J'ose compter que les officiers étrangers, en hommes d'honneur, comprendront que leur position n'est plus tenable dans l'armée. Mus par une honorable délicatesse, ils ne voudront pas demeurer exposés à un état continuel de suspicion vis-à-vis de leurs frères d'armes et de leur patrie adoptive.

Je ne doute donc nullement qu'en présence de la manifestation de l'opinion publique, quelle que soit la décision de la chambre, les officiers étrangers ne prennent eux-mêmes l'initiative et ne demandent au gouvernement leur mise à la retraite.

Les lettres adressées, dans le même but, à l'honorable auteur de la proposition, et dont une vient de nous être lue par lui, prouvent que mon espoir ne sera pas déçu.

M. Verhaegen. - Messieurs, je n'entends prendre aucun engagement quant à la proposition en elle-même, telle qu'elle a été conçue par son auteur. Mais je désire que l'on examine et qu'on ne s'écarte pas des antécédents en matière de prise en considération des propositions qui émanent de l'initiative des membres. Je demande que l'on fasse aujourd'hui, pour la proportion de loi de l'honorable M. de Perceval, ce que l'on a toujours fait, ce que l'on a fait encore samedi dernier pour la proposition de l'honorable M. de Man, appuyée par la presque unanimité de la chambre, quoiqu'elle soit de nature à rencomrer sur le fond une vive opposition.

L'honorable ministre des affaires étrangères vous a dit, messieurs, en terminant son second discours, que « la proposition de loi de l'honorable M. de Perceval avait produit une certaine sensation dans le pays, une sensation fâcheuse, et que le mauvais effet de cette proposition serait détruit si la chambre émettait un vote prompt et surtout un vote a une grande majorité. »

Oui, messieurs, cette proposition de loi a produit une sensation, et, si vous le voulez, une sensation fâcheuse. Mais ne vous y trompez pas, l'effet n'en sera pas amorti parce que vous parviendrez à empêcher toute discussion. L'effet n'en sera amorti que pour autant qu'après un examen sérieux, un examen en sections, elle aura été écartée, comme le ministère en énonce l'espoir, par une grande majorité dans cette enceinte.

**Détails de la tâche**
Répondez brièvement d'après le texte :
(a) Que les officiers étrangers devraient-ils, selon le premier orateur, demander eux-mêmes au gouvernement ?
(b) La proposition de quel membre la chambre a-t-elle traitée samedi dernier ?
(c) Selon le ministre des affaires étrangères, quel vote de la chambre détruirait le mauvais effet de la proposition de M. de Perceval ?
Appuyez-vous uniquement sur le texte.

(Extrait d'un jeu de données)
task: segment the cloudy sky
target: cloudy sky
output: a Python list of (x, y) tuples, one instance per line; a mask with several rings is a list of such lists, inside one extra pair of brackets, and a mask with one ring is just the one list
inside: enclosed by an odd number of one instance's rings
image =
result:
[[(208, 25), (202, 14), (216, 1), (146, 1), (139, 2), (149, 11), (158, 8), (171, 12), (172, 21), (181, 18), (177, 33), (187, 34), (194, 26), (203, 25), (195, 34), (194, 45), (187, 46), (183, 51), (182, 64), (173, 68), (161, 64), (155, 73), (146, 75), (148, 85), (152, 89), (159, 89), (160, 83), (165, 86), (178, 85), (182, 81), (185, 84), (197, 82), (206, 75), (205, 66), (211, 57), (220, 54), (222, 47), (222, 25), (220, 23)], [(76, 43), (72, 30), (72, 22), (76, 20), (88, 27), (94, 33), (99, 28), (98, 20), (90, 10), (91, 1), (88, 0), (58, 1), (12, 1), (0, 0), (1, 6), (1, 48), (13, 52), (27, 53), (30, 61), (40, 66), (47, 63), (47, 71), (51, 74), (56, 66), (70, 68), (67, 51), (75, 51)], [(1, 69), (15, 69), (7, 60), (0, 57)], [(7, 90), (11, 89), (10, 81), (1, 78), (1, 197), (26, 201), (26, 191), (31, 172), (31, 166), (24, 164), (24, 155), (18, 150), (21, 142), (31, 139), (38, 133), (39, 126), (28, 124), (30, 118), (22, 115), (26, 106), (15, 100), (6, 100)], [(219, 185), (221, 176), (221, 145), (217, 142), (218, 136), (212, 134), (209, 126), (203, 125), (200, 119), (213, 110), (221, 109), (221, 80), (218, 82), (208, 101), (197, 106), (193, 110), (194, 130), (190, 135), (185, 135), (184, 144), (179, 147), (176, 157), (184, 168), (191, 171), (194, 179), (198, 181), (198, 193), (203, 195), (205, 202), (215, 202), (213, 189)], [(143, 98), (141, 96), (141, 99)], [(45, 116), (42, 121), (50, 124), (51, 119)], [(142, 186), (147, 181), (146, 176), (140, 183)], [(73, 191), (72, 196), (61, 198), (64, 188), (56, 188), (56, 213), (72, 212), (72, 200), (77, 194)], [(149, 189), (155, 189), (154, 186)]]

**Réponse à l'exercice**
(a) Leur mise à la retraite.
(b) Celle de M. de Man.
(c) Un vote prompt et surtout émis à une grande majorité.